GOAL OF THE EXERCISE: Write out every one of the items below verbatim, leaving each line unchanged.
Start of RECORD SET
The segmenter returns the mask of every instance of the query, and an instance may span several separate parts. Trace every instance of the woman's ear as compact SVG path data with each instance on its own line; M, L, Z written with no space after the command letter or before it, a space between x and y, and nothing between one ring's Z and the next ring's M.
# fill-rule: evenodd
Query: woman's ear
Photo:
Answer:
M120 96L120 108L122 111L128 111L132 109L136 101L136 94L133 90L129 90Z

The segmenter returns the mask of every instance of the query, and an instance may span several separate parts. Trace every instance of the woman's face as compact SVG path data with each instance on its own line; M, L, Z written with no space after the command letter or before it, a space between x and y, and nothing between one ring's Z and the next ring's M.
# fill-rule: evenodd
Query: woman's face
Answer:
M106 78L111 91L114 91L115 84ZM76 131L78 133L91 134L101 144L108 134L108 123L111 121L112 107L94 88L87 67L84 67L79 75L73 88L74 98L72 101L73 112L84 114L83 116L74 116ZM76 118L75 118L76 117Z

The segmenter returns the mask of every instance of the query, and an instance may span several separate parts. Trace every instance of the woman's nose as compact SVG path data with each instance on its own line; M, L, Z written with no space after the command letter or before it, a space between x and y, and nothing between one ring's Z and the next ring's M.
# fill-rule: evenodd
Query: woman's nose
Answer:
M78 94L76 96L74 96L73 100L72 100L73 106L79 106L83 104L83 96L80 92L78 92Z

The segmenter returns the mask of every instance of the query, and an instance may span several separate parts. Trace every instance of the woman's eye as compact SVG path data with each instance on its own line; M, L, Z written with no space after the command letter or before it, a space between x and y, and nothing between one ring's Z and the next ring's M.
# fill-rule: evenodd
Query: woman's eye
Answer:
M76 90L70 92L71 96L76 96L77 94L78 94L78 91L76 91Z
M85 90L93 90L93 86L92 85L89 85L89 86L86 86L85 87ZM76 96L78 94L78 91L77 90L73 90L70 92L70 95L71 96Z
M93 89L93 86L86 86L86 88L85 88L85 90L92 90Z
End of RECORD SET
OUTPUT:
The segmenter returns the mask of every instance of the query, and an instance may span several separate parts. Trace every instance of the woman's ear as compact SVG path data with each instance on its own line; M, L, Z written with no space after the command letter or before it, a space between x and y, and nothing between one ring's Z and the next ring's M.
# fill-rule: evenodd
Query: woman's ear
Photo:
Answer:
M120 96L120 108L122 111L128 111L132 109L136 101L136 94L133 90L129 90Z

The segmenter returns the mask of every instance of the query, and an instance may span several separate parts. Trace every instance of the woman's face as compact SVG path data with each instance on its own line; M, L, Z written with no space after the command letter or before it, a space between x and y, and nothing between one ring's Z and the next ring's M.
# fill-rule: evenodd
Query: woman's face
Answer:
M106 78L111 91L114 91L115 84ZM76 131L78 133L91 134L101 144L108 134L108 123L111 121L112 107L94 88L87 67L84 67L79 75L73 88L74 98L72 101L73 112L84 114L83 116L74 116ZM76 118L75 118L76 117Z

The segmenter returns the mask of every instance of the query, and an instance may span several separate parts. Trace every instance of the woman's nose as compact SVG path data with each instance on its own line; M, L, Z written with no space after the command letter or before it, a space between x and y, and nothing between one ring's Z and the next ring's M.
# fill-rule: evenodd
Query: woman's nose
Answer:
M78 94L76 96L74 96L73 100L72 100L73 106L79 106L83 104L83 96L80 92L78 92Z

The segmenter returns the mask of every instance of the query, and an instance may span several separate parts. Trace every instance of the woman's eye as compact SVG path data with each instance on its own line; M, L, Z written with no space after the command letter or before it, a space between x and y, and nothing between one ring's Z and the next ring's M.
# fill-rule: evenodd
Query: woman's eye
Answer:
M76 90L70 92L71 96L76 96L77 94L78 94L78 91L76 91Z
M85 90L93 90L93 86L92 85L89 85L89 86L86 86L85 87ZM76 96L78 94L78 91L77 90L73 90L70 92L70 95L71 96Z
M93 89L93 86L86 86L86 88L85 88L85 90L92 90Z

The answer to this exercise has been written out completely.